# [TEXT UNDER STUDY]
▶

The exercise consisted of a scenario involving a terrorist attack on two buildings in close proximity to each other. The main building was a three-story building; the first floor was a parking garage, the second floor was an open dining/cafeteria area with kitchen, and the third floor was office space. The alternate building was a single story with a partial basement supermarket. The main three-story building was imploded, and the alternate building containing the supermarket was demolished with heavy equipment.

The exercise began on June 21, 2016, at 0900 hours. Approximately 60 minutes into the drill, an unexploded ordinance that had failed to detonate during the implosion was found. The demolitions contractor had reported that all devices had a secondary detonator as a “fail-safe” backup to ensure all explosives would discharge, which unfortunately was not the case. The evacuation notification was communicated, and all members left the area.

◀

# [REQUIRED WORK]
Decide whether each statement below agrees with the account of the demolition exercise, answering yes or no and quoting the words of the account that settle it.
1. The first floor of the main building was a parking garage.
2. Both buildings were brought down by implosion.
3. The unexploded ordinance was found about an hour into the drill.

# [EXTRACTED DATA]

▶

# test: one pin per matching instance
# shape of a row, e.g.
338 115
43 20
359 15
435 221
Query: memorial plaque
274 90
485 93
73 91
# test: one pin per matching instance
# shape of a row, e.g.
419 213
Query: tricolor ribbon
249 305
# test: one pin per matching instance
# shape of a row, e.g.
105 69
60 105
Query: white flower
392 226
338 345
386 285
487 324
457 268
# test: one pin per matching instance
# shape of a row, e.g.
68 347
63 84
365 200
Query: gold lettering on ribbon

◀
▶

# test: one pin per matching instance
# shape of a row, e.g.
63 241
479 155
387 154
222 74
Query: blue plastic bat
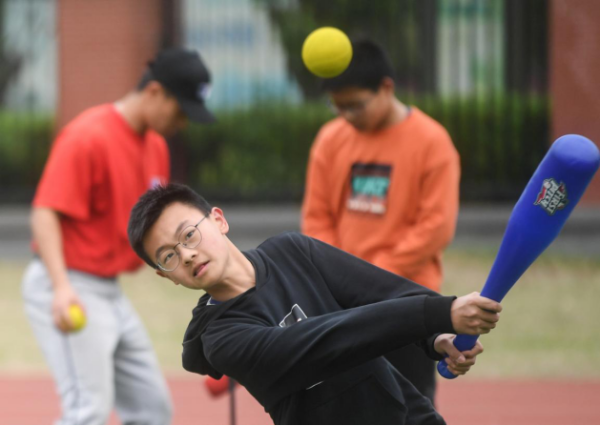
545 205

◀

# [RESPONSE AREA]
1. Yes: "the first floor was a parking garage"
2. No: "the alternate building containing the supermarket was demolished with heavy equipment"
3. Yes: "Approximately 60 minutes into the drill, an unexploded ordinance that had failed to detonate during the implosion was found"